··· Dokumen Sumber ···

MAKALAH
PMK 85/PMK.03/2012
Tentang Penunjukan badan usaha milik negara untuk memungut, menyetor, dan melaporkan pajak pertambahan nilai atau pajak pertambahan nilai dan pajak penjualan atas barang mewah, serta tata cara pemungutan, penyetoran, dan pelaporannya.
PMK 85/PMK.03/2012
Tentang Penunjukan badan usaha milik negara untuk memungut, menyetor, dan melaporkan pajak pertambahan nilai atau pajak pertambahan nilai dan pajak penjualan atas barang mewah, serta tata cara pemungutan, penyetoran, dan pelaporannya.
Dasar Hukum:
Undang-Undang No 8
Tahun 1983 stdtd Undang-Undang No 42 Tahun 2009 tentang PPN Barang dan Jasa dan
PPnBM.

··· Data Masukan ···

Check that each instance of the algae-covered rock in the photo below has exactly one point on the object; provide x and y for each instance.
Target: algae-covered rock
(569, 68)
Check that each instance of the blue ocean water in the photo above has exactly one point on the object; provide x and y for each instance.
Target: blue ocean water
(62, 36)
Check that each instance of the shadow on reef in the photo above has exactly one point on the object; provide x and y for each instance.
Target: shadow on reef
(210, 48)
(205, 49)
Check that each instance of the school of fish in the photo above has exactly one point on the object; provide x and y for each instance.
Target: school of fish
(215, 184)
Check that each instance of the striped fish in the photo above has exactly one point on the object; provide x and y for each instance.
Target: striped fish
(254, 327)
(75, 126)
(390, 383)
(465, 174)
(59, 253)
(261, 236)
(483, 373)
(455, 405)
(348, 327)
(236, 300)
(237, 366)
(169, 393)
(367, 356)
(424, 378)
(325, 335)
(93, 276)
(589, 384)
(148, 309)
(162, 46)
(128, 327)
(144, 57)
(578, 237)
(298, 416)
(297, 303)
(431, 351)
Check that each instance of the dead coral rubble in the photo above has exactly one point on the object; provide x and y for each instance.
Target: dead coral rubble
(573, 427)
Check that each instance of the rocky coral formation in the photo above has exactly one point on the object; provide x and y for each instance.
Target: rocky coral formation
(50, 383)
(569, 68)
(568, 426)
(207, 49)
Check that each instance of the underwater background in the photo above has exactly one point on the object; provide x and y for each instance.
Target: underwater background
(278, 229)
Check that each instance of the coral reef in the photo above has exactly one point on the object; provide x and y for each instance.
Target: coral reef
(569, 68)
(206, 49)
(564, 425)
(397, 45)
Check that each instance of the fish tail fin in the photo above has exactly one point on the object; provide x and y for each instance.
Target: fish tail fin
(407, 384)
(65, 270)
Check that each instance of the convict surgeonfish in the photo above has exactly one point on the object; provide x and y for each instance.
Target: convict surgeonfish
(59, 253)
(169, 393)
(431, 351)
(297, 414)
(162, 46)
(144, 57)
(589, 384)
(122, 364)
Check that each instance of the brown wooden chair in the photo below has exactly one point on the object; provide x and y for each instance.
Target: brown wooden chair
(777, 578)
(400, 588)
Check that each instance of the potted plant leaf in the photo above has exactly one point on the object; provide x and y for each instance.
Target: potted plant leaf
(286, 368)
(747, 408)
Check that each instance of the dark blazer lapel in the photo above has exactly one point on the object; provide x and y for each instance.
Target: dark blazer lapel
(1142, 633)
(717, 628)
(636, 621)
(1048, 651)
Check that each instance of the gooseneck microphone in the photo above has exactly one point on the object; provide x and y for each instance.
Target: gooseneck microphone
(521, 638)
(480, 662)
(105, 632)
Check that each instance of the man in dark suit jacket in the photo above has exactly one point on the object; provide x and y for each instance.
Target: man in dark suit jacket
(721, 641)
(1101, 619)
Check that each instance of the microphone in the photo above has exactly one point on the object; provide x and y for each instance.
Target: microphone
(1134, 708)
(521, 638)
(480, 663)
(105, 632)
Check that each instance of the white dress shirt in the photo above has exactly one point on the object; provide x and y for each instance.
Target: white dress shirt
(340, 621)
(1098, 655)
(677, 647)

···

__Daftar Tugas__:
**A)** Menurut dokumen sumber, apa nomor PMK yang dibahas di dalamnya?
**B)** Naikkan setiap koordinat dalam jawaban sebesar 113, lalu tulis ulang baris data mulai dari baris yang memuat "Check that each instance of the dark" sampai akhir baris data, beserta perintahnya. Kerjakan hanya bagian tersebut.
Dokumen sumber dan baris data ini tidak saling berkaitan.

__Jawaban Tugas__:
**A)** PMK 85/PMK.03/2012.

**B)**
Check that each instance of the dark blazer lapel in the photo above has exactly one point on the object; provide x and y for each instance.
Target: dark blazer lapel
(1255, 746)
(830, 741)
(749, 734)
(1161, 764)
Check that each instance of the gooseneck microphone in the photo above has exactly one point on the object; provide x and y for each instance.
Target: gooseneck microphone
(634, 751)
(593, 775)
(218, 745)
Check that each instance of the man in dark suit jacket in the photo above has exactly one point on the object; provide x and y for each instance.
Target: man in dark suit jacket
(834, 754)
(1214, 732)
Check that each instance of the microphone in the photo above has exactly one point on the object; provide x and y for each instance.
Target: microphone
(1247, 821)
(634, 751)
(593, 776)
(218, 745)
Check that each instance of the white dress shirt in the photo above has exactly one point on the object; provide x and y for each instance.
Target: white dress shirt
(453, 734)
(1211, 768)
(790, 760)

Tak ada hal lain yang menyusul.